Овидий — страница 5 из 65

(I, 3, 89-94)

Он грезит о том, как его возлюбленная будет вести его хозяйство, но ее работа в элегии изображается полной своеобразной романтики, проникнутой благочестием, грубые реалии всюду избегаются, создается своеобразный скользящий поэтический стиль, как бы окутывающий флером разнообразные, всегда избранные, по-своему высокие картины.

Буду работать в полях, пусть Делия смотрит за сбором,

В час, как работа кипеть будет на жарком току,

Пусть хранит для меня сосуды, полные гроздей,

Вспененный муст бережет, выжатый быстрой ногой.

Пусть привыкнет считать свой скот, привыкнет и мальчик,

Сын болтливый раба, к играм у ней на груди.

Богу полей приносить виноградные гроздья сумеет.

Колос — награду за хлеб, скромные яства — за скот.

Пусть она всем управляет, возьмет на себя все заботы.

Будет приятно мне стать в собственном доме никем.

= = = = =

● Задания
a) Выпишите из текста об Овидии фрагмент, начиная со слов «Буду работать в» и заканчивая словами «виноградные гроздья сумеет.».
b) Кто, согласно стихам в тексте об Овидии, должен смотреть за сбором, пока говорящий работает в полях?

= = = = =

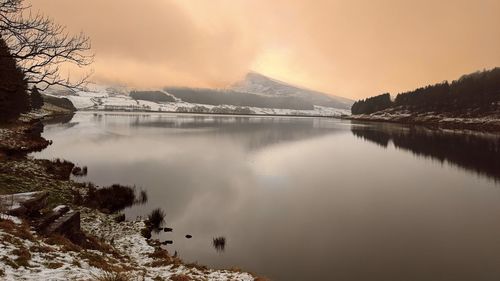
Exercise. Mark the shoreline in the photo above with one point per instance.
(214, 114)
(121, 251)
(479, 124)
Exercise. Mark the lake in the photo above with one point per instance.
(303, 198)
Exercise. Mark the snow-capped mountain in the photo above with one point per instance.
(257, 94)
(256, 83)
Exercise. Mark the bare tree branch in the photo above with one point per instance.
(41, 46)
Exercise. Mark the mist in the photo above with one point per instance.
(350, 48)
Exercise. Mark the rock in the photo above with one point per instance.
(56, 213)
(24, 204)
(67, 225)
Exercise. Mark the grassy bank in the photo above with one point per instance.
(114, 249)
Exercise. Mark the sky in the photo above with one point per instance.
(350, 48)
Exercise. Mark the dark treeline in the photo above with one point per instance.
(473, 152)
(372, 104)
(32, 49)
(14, 97)
(228, 97)
(473, 93)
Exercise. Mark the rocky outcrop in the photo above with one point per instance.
(23, 204)
(67, 225)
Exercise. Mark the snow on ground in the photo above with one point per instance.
(102, 98)
(55, 262)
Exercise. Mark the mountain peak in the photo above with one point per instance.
(256, 83)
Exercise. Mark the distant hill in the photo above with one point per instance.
(257, 94)
(470, 102)
(472, 94)
(230, 97)
(154, 96)
(256, 83)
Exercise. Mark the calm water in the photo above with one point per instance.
(304, 198)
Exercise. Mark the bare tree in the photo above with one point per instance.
(41, 46)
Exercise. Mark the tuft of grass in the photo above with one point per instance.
(219, 243)
(23, 256)
(120, 218)
(156, 218)
(143, 197)
(66, 244)
(180, 277)
(53, 265)
(110, 199)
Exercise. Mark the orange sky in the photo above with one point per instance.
(350, 48)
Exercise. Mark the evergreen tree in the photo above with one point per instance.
(36, 98)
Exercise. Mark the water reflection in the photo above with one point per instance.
(298, 198)
(476, 152)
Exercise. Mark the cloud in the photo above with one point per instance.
(352, 48)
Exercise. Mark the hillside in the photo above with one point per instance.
(276, 98)
(256, 83)
(471, 102)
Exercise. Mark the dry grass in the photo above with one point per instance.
(53, 265)
(41, 249)
(113, 276)
(99, 261)
(23, 256)
(66, 244)
(156, 218)
(22, 231)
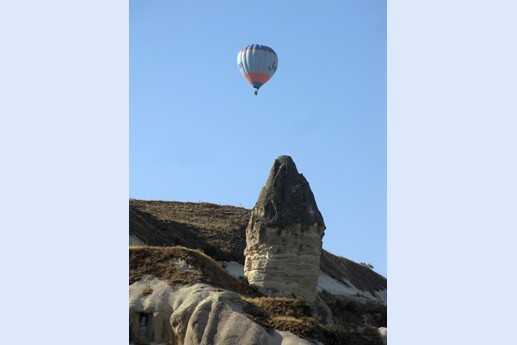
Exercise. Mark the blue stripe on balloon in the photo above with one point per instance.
(258, 47)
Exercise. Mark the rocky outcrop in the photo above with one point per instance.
(284, 234)
(195, 315)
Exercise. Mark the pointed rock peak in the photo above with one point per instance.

= = = = =

● Ответы по заданиям
a)
Буду работать в полях, пусть Делия смотрит за сбором,

В час, как работа кипеть будет на жарком току,

Пусть хранит для меня сосуды, полные гроздей,

Вспененный муст бережет, выжатый быстрой ногой.

Пусть привыкнет считать свой скот, привыкнет и мальчик,

Сын болтливый раба, к играм у ней на груди.

Богу полей приносить виноградные гроздья сумеет.

b) Делия.